Even should later developments show that a mistake had been made, in all probability the matter could be remedied by a second operation in which the cut ends of the ducts can be reunited. This has been accomplished experimentally in dogs, and furthermore, in men rendered sterile by occlusion of the duct through inflammatory diseases, the sterility has been remedied by removing the blocked area and reuniting the ends of the duct on either side.

In women the corresponding operation—a section of the oviduct—is termed salpingectomy. Here, however, the operation is a more serious one as it usually involves opening the abdominal cavity and the accompanying hazard of infection, a danger sufficiently great that it is safe to say that the operation will be resorted to more rarely than vasectomy in man.

As a Eugenic Measure.—Sterilization as a eugenic measure has many advocates and perhaps more opponents; and among the latter, it must be said, are many competent and thoughtful students of the subject who recognize existing conditions and deplore their continuance as much as any one. They maintain that while we may have to come to it as a last resort, we are yet too ignorant of the actual effects of the operation, or are too little informed on the inheritability of the specific traits we are trying to eradicate, to launch forth on so radical a program. We must not forget that when we put sterilization into effect we are going to have to deal with individual cases, not general averages.

To What Conditions Applicable.—And just here, it seems to me, is the crux of the situation. When confronted by the defective individual, in a practical case, just what criteria are we going to use to determine whether this particular individual should be sterilized or not? Nearly all of the twelve states which have sterilization laws specify insanity, feeble-mindedness, epilepsy and criminality.

::::

What you will do >>
a. Repeat the passage on sterilization word for word, between "To What Conditions" and "epilepsy and criminality.", inclusive.
b. According to the passage on sterilization, which conditions do nearly all of the twelve states with sterilization laws specify?

::::

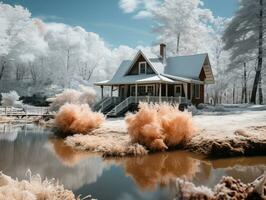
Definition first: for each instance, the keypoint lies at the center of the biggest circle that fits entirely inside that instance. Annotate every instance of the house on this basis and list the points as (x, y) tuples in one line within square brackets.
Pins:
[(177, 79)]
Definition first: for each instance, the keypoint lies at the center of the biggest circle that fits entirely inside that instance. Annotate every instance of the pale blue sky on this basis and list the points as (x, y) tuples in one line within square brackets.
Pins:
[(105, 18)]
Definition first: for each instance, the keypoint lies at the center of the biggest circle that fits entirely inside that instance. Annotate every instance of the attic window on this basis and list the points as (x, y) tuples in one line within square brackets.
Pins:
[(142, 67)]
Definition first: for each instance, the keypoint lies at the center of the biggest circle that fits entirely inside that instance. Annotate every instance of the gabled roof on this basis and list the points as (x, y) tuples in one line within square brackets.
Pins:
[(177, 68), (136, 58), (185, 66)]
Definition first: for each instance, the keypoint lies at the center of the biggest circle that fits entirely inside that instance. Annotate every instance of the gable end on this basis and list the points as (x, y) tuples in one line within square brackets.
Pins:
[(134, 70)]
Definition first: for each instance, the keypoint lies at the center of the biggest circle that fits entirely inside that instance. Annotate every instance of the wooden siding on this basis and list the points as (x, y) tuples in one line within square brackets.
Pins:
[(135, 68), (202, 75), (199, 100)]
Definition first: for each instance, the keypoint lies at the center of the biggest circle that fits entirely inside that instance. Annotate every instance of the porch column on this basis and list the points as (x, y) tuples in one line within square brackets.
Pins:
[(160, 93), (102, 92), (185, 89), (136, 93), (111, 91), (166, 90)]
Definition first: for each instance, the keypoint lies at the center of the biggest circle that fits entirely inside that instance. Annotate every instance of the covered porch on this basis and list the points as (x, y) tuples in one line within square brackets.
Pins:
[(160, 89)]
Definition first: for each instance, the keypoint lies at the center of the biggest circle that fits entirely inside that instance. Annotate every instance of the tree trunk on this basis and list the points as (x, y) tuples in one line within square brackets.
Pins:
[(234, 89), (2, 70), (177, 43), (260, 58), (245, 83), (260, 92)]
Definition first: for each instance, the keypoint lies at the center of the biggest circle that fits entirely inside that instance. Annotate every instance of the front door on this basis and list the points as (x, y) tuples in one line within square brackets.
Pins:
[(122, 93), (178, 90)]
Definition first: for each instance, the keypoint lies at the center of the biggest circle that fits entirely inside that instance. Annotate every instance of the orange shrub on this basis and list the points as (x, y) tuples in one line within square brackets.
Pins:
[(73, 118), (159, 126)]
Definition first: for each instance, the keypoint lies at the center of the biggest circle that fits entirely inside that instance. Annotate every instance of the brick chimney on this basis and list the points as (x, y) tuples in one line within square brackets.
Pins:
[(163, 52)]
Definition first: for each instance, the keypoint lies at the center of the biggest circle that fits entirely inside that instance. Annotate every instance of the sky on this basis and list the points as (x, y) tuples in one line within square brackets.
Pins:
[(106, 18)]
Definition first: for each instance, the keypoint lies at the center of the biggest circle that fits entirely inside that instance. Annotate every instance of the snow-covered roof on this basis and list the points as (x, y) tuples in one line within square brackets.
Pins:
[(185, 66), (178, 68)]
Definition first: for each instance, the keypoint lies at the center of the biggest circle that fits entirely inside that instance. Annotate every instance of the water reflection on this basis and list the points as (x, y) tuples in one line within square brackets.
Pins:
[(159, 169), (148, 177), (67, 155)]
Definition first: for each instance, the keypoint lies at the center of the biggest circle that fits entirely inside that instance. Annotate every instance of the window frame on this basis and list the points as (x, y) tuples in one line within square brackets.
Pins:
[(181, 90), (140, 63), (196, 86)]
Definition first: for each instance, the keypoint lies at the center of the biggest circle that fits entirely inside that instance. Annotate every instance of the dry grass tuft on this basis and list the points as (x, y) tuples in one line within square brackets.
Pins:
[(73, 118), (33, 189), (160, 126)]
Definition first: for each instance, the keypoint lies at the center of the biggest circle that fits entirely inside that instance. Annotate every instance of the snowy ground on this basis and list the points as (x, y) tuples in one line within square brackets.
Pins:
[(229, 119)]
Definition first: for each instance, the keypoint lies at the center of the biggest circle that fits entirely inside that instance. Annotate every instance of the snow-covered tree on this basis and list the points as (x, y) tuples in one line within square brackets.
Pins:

::::

Written responses >>
a.
To What Conditions Applicable.—And just here, it seems to me, is the crux of the situation. When confronted by the defective individual, in a practical case, just what criteria are we going to use to determine whether this particular individual should be sterilized or not? Nearly all of the twelve states which have sterilization laws specify insanity, feeble-mindedness, epilepsy and criminality.

b. Insanity, feeble-mindedness, epilepsy and criminality.